- Provided information

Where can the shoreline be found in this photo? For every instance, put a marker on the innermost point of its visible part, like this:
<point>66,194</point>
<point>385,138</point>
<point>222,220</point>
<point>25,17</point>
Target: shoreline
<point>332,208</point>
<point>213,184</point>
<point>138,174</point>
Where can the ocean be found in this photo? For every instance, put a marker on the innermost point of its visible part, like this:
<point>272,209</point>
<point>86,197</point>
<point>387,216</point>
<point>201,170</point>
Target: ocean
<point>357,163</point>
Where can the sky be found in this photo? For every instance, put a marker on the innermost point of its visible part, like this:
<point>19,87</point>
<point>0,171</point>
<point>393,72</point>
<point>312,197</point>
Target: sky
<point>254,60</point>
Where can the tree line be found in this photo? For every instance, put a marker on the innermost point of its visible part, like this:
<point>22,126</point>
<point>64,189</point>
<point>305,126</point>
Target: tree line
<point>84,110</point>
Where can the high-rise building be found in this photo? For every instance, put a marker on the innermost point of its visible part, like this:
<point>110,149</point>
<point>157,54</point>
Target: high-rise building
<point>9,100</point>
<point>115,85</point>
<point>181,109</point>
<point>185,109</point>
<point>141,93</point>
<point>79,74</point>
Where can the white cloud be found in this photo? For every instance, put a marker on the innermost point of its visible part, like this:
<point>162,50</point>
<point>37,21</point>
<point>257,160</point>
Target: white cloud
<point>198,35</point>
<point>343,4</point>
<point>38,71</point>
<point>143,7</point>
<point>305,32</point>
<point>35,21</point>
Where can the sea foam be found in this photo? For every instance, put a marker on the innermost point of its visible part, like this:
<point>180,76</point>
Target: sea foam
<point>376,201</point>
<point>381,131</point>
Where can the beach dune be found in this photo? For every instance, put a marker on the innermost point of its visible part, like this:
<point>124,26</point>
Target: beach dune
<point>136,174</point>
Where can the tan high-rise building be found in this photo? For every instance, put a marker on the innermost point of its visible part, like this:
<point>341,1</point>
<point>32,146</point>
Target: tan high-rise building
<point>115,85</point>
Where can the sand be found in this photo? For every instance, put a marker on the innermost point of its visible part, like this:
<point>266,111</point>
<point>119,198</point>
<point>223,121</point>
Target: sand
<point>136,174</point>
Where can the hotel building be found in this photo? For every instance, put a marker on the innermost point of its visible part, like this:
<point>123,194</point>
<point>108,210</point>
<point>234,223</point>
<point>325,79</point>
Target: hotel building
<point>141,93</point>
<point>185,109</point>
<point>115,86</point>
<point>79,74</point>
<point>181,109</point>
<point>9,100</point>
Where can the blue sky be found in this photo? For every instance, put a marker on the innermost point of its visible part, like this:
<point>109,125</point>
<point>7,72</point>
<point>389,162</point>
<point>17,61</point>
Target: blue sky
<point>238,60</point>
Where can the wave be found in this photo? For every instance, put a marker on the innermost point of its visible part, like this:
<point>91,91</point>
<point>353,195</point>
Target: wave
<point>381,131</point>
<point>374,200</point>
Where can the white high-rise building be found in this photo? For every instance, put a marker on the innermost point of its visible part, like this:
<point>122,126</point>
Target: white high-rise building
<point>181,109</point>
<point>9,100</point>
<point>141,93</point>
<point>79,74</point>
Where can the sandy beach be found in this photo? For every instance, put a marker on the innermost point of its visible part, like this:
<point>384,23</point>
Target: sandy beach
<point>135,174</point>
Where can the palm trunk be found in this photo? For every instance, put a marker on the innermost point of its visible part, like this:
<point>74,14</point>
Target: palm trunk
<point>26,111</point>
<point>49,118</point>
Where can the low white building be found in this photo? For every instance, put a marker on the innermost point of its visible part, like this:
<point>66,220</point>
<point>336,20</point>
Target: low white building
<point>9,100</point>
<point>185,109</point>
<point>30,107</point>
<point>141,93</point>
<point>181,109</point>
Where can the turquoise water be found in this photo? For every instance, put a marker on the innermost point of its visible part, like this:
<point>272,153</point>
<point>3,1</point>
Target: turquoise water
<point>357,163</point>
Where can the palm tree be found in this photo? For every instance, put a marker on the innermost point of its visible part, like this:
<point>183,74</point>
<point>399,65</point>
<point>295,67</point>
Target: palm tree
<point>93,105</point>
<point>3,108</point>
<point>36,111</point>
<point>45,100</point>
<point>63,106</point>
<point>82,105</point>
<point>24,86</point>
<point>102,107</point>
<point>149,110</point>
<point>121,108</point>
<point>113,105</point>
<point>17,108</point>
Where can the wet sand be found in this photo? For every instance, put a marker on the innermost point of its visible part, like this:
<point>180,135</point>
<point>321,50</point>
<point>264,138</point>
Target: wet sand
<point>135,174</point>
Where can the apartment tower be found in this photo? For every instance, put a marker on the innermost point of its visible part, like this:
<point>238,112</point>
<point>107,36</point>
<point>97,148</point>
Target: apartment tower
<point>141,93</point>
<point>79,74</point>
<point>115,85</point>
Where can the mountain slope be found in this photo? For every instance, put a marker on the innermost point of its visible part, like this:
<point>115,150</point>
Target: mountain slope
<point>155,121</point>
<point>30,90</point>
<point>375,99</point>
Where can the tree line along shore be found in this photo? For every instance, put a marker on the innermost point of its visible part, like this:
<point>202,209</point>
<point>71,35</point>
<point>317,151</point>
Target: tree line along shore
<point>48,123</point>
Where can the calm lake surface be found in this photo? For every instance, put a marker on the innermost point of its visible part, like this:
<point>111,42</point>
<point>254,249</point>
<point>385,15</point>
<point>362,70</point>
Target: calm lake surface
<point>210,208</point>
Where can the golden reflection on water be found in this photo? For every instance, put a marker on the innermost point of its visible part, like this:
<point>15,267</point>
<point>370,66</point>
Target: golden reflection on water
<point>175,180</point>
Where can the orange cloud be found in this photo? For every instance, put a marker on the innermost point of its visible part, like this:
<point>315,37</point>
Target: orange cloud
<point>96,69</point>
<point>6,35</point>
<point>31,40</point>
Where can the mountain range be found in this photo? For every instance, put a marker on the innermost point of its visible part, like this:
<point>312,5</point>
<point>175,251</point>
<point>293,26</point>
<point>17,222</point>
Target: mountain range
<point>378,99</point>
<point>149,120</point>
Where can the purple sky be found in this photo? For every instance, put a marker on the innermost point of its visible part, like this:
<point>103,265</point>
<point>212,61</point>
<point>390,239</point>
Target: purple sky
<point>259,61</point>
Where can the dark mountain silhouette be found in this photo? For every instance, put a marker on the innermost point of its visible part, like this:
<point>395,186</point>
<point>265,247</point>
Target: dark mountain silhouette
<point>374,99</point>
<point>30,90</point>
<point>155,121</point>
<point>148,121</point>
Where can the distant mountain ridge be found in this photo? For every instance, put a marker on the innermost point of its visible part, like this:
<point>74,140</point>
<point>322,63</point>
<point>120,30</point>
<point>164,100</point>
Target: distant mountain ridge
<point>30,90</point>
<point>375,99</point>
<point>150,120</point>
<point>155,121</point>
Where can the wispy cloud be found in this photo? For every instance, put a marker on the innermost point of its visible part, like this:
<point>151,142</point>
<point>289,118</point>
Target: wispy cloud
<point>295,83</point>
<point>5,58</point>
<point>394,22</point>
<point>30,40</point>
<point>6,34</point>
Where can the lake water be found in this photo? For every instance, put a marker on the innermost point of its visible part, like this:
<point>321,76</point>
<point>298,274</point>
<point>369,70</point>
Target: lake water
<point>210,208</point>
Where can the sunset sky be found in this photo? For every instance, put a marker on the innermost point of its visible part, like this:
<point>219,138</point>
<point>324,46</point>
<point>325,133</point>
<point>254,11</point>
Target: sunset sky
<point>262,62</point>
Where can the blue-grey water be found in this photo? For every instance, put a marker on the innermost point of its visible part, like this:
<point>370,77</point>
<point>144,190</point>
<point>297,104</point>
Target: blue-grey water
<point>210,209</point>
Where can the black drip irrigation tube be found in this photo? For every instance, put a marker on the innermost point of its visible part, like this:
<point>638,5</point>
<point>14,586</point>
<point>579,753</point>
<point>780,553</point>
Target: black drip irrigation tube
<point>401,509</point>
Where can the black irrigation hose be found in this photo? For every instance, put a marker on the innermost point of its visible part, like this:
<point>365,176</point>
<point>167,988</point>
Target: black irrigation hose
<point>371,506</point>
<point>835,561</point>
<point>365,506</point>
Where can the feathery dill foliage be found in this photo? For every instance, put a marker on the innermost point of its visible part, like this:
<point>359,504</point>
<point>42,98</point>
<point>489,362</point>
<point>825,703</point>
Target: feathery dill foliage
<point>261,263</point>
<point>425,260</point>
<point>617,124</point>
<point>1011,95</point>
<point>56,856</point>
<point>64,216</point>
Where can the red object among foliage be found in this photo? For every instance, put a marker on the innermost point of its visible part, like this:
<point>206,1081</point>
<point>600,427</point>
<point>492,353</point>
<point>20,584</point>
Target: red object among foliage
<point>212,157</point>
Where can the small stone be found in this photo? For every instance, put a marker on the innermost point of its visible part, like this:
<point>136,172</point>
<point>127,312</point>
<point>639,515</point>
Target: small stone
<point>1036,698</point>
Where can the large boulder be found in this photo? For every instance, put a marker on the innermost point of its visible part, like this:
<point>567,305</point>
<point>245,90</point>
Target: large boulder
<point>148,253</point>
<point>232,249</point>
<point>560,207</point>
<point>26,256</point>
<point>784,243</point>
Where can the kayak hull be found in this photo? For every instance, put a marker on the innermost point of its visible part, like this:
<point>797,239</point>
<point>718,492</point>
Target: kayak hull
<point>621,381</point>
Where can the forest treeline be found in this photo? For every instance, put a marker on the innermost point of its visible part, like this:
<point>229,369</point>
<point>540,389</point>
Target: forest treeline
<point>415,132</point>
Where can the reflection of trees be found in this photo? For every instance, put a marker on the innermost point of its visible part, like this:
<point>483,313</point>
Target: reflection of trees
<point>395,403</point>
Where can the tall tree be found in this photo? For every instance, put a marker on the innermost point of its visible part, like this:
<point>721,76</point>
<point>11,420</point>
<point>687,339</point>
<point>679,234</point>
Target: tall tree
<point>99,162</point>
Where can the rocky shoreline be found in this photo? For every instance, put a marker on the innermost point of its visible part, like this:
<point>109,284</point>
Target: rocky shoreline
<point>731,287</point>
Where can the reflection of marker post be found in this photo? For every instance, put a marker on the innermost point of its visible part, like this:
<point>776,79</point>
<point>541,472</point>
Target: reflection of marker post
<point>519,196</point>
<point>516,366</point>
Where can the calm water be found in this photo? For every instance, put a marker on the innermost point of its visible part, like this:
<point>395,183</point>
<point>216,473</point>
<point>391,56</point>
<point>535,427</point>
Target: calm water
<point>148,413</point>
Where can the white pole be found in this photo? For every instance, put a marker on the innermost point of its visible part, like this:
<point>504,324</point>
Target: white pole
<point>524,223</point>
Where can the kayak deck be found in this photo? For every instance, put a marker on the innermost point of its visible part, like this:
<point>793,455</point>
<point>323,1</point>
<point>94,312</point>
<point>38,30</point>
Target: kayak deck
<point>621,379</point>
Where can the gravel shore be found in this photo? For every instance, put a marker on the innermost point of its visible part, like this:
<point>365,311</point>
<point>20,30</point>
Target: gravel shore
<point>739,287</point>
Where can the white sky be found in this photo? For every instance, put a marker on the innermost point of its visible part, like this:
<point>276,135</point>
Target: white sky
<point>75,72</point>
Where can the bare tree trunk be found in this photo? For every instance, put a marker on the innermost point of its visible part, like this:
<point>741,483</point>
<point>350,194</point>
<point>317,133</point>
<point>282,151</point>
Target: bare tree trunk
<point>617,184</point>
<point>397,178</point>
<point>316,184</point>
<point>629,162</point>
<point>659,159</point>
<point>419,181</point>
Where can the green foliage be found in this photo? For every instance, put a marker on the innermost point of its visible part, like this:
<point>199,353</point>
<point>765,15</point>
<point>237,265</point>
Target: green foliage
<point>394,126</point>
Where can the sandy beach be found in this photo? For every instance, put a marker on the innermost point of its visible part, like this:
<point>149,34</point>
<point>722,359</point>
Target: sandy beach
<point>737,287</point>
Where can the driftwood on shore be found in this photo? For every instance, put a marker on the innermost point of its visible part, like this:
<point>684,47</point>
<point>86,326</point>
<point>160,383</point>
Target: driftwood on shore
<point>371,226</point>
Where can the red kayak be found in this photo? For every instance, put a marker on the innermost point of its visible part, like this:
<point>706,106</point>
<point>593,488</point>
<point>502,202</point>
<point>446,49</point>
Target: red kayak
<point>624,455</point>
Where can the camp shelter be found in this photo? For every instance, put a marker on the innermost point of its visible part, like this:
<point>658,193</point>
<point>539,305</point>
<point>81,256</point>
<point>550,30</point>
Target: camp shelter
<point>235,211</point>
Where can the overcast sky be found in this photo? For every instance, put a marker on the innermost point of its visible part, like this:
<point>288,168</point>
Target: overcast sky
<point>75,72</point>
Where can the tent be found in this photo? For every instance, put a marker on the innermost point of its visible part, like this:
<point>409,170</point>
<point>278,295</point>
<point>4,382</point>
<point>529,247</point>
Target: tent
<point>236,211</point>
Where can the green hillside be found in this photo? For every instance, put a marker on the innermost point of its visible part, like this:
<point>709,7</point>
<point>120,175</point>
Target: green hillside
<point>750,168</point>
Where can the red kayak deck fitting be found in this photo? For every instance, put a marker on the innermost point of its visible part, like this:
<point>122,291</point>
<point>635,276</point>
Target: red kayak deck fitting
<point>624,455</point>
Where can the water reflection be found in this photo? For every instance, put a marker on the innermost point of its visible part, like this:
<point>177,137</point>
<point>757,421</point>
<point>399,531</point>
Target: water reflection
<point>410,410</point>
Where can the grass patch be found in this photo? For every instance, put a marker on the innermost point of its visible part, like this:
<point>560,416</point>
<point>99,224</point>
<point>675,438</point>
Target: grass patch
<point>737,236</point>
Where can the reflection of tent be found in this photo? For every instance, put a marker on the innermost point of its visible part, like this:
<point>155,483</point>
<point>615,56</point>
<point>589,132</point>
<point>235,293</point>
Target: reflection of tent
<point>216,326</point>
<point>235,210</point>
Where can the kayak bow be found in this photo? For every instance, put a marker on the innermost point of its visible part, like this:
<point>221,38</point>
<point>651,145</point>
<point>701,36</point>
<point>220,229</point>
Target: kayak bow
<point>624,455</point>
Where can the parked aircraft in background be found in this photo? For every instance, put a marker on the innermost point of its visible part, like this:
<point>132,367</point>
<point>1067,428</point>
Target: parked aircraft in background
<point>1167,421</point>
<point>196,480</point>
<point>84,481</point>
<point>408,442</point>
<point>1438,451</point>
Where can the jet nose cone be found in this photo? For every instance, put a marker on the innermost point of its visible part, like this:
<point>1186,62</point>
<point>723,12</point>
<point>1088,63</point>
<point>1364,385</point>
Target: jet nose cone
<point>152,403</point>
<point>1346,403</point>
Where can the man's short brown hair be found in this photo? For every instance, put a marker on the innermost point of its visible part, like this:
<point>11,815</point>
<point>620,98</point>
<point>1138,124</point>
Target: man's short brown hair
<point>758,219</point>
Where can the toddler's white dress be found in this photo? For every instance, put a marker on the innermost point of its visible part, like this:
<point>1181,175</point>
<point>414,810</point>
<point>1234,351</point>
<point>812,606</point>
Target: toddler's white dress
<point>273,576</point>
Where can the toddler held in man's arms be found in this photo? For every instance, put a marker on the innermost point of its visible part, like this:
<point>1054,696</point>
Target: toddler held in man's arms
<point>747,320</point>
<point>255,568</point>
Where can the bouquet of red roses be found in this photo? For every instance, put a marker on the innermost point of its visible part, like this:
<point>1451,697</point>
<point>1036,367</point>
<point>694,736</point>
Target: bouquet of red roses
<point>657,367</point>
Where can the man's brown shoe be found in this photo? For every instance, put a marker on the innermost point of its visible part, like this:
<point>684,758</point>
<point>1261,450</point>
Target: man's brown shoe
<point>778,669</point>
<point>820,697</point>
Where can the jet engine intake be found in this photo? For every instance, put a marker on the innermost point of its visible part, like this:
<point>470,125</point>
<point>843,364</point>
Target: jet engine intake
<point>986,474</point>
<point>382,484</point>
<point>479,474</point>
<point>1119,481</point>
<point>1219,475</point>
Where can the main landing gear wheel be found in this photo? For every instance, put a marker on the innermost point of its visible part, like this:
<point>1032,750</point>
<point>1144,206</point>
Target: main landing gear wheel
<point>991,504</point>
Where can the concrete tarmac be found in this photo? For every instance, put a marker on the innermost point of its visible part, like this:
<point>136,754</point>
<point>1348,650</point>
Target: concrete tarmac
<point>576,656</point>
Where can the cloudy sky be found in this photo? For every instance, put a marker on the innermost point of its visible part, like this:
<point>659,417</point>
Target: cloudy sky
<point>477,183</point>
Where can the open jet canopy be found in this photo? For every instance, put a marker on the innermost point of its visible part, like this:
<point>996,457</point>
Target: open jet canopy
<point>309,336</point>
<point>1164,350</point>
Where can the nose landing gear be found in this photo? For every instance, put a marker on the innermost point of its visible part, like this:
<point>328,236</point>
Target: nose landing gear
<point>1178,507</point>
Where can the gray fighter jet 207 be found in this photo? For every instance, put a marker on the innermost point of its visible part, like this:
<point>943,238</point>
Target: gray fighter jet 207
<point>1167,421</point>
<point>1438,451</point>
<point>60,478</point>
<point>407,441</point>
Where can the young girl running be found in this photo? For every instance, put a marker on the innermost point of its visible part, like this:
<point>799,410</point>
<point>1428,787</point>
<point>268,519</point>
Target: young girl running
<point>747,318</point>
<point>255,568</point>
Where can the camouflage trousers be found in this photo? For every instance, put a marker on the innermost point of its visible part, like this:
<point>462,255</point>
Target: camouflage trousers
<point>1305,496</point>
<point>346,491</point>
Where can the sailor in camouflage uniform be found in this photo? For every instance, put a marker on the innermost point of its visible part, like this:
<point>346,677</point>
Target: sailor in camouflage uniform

- What is being asked
Write out the records again, starting at the line that has "Where can the driftwood" and stopping after the line that has "<point>371,226</point>", with every line in that span kept in place. Add 129 to each coordinate in the answers.

- Result of this exercise
Where can the driftwood on shore be found in this photo? For every instance, put a marker on the innermost point of its visible part, like this:
<point>684,47</point>
<point>86,326</point>
<point>160,383</point>
Target: driftwood on shore
<point>500,355</point>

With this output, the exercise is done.